* Referring expression grounding data
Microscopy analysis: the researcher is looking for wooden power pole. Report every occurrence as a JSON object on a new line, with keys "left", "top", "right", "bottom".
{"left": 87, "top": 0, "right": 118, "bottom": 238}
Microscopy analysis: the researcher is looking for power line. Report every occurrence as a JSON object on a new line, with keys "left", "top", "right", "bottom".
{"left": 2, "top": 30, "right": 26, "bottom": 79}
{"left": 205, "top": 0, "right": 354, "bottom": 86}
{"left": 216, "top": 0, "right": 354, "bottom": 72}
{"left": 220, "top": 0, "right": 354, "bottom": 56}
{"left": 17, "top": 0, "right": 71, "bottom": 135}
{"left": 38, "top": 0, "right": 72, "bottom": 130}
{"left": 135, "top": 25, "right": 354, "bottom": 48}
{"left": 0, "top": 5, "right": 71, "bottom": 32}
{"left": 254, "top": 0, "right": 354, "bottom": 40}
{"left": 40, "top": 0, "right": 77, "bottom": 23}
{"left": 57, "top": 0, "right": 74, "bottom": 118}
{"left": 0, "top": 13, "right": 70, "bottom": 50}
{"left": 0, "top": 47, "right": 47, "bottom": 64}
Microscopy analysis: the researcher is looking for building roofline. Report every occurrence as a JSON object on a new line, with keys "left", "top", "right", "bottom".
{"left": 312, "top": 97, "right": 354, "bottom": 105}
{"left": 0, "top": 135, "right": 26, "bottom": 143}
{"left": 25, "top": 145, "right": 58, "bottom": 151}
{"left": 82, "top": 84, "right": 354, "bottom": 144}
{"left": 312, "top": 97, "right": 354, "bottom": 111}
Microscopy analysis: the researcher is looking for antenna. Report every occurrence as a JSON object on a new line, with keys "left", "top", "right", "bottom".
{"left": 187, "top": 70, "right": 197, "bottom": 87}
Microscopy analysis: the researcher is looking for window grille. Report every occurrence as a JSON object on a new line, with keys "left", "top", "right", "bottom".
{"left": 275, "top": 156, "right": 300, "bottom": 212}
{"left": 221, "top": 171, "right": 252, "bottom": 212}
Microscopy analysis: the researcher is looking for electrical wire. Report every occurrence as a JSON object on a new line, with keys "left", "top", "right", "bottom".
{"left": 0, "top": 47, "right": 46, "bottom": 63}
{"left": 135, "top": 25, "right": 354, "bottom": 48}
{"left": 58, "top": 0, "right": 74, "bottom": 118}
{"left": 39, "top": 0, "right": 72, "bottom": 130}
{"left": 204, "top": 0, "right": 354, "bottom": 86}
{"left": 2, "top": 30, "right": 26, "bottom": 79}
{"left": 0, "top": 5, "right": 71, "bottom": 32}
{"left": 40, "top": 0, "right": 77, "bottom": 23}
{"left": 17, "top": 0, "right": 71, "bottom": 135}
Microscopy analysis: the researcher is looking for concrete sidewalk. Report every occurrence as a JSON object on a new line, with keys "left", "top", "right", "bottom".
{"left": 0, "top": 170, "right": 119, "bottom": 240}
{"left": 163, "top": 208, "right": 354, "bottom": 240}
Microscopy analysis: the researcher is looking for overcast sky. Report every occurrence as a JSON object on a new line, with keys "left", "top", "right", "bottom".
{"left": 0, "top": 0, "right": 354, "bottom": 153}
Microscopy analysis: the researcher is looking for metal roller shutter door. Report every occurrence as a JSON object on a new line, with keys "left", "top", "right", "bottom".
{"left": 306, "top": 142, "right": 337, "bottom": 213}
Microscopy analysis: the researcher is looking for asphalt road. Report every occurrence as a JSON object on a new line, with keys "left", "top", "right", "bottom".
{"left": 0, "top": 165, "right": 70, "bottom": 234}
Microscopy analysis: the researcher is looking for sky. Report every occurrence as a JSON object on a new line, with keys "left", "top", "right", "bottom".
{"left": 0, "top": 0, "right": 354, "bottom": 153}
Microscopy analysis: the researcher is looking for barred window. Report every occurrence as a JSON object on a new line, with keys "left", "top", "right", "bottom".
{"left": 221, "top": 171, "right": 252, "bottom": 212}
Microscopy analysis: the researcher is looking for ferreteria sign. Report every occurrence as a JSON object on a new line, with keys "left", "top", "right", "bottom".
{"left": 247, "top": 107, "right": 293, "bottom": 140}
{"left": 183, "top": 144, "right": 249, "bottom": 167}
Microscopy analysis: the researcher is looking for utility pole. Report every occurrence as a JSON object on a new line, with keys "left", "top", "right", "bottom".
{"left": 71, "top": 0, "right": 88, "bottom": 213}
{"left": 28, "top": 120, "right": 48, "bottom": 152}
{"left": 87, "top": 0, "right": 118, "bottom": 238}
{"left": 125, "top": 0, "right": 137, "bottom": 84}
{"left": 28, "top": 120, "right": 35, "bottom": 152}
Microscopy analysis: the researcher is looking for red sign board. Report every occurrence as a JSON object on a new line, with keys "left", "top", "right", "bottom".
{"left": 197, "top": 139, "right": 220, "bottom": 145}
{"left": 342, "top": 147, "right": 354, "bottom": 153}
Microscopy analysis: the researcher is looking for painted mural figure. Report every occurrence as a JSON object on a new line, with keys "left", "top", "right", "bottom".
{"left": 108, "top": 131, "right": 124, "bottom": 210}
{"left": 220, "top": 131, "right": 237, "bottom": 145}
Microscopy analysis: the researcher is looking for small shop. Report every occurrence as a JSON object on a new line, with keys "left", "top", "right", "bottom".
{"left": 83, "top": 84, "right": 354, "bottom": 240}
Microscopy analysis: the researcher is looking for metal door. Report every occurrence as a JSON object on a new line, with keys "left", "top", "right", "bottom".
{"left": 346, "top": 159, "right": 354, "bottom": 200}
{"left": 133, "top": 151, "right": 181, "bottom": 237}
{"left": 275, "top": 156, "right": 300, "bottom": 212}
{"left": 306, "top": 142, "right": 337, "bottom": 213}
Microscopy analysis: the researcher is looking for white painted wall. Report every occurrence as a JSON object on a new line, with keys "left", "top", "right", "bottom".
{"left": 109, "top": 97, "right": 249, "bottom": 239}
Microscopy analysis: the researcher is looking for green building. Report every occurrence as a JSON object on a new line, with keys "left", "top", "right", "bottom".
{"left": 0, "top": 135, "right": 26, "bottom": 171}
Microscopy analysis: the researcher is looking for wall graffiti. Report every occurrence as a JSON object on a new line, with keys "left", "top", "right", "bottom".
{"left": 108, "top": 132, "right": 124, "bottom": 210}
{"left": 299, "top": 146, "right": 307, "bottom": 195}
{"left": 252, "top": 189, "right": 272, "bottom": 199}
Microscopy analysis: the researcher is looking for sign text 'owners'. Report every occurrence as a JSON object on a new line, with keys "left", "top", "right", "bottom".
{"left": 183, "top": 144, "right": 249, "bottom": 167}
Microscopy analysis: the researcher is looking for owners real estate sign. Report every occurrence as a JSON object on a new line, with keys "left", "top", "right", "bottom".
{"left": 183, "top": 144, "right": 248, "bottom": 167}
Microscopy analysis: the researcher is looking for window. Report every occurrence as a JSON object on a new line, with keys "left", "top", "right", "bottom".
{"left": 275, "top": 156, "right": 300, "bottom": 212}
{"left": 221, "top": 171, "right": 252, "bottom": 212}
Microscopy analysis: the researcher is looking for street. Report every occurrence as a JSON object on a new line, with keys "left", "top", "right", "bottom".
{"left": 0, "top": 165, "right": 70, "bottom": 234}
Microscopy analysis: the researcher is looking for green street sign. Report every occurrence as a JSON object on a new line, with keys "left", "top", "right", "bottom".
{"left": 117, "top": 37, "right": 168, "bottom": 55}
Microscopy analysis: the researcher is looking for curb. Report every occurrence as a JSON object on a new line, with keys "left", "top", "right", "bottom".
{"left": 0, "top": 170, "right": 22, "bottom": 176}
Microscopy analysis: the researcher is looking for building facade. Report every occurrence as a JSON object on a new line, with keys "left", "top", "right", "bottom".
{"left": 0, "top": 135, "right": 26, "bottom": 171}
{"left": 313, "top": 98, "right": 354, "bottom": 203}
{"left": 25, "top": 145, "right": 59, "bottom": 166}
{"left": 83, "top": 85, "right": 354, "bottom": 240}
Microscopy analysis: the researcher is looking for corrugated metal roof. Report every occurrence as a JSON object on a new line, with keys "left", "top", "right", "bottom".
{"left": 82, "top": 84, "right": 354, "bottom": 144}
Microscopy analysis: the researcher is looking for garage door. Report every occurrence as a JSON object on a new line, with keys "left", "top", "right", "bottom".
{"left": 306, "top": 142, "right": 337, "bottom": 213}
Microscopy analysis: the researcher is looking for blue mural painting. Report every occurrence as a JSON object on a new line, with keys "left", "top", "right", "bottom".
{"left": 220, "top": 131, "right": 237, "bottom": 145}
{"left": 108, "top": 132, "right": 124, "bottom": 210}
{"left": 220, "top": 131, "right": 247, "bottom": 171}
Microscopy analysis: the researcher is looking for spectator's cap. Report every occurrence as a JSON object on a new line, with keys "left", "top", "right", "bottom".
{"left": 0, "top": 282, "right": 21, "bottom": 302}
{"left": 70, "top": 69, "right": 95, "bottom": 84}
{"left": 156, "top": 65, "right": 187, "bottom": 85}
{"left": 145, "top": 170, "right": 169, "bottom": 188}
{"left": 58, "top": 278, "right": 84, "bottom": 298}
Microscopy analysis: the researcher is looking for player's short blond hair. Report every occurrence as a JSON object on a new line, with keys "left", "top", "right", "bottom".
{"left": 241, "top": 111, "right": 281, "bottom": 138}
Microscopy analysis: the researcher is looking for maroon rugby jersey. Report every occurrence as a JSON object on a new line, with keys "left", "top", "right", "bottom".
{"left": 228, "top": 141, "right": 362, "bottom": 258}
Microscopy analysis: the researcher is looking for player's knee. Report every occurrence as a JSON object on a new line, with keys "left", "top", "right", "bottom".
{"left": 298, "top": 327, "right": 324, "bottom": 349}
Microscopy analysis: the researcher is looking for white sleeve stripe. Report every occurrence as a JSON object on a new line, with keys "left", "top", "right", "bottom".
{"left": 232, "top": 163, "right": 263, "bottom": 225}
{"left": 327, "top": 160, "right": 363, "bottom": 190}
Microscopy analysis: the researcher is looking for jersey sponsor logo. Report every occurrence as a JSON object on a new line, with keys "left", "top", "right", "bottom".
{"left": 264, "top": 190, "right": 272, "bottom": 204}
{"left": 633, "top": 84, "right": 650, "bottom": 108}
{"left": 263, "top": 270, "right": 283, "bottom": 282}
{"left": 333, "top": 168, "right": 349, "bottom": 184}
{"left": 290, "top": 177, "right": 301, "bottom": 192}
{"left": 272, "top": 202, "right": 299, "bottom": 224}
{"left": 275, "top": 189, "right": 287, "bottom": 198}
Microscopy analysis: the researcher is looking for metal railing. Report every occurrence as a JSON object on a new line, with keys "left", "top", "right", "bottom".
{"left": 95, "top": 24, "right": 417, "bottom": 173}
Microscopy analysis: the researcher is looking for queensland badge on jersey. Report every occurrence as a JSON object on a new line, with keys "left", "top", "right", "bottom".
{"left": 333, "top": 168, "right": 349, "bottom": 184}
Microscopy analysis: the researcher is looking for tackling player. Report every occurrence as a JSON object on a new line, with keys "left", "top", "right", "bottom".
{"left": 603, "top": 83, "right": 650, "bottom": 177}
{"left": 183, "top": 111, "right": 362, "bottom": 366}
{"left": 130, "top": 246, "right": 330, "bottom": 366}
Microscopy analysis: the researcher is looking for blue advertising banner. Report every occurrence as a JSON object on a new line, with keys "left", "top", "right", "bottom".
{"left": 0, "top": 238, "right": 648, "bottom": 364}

* WORK INSTRUCTION
Exactly the lines from the one containing "Microscopy analysis: the researcher is looking for queensland" to the last line of the entries above must be duplicated, with both of those lines included and nothing more.

* TASK SOLUTION
Microscopy analysis: the researcher is looking for queensland badge on jersey. Report every occurrence as a JSON object on a new line, with keys "left", "top", "right", "bottom".
{"left": 333, "top": 168, "right": 349, "bottom": 184}
Microscopy analysis: the researcher is looking for tackling player. Report every occurrence as a JSON object on a new line, with keys "left", "top", "right", "bottom".
{"left": 603, "top": 83, "right": 650, "bottom": 177}
{"left": 183, "top": 111, "right": 362, "bottom": 366}
{"left": 130, "top": 246, "right": 330, "bottom": 366}
Microscopy analysis: the researcher is looking for blue advertising banner. Report every occurrence as a JSON object on a new line, with keys "left", "top", "right", "bottom".
{"left": 0, "top": 238, "right": 648, "bottom": 364}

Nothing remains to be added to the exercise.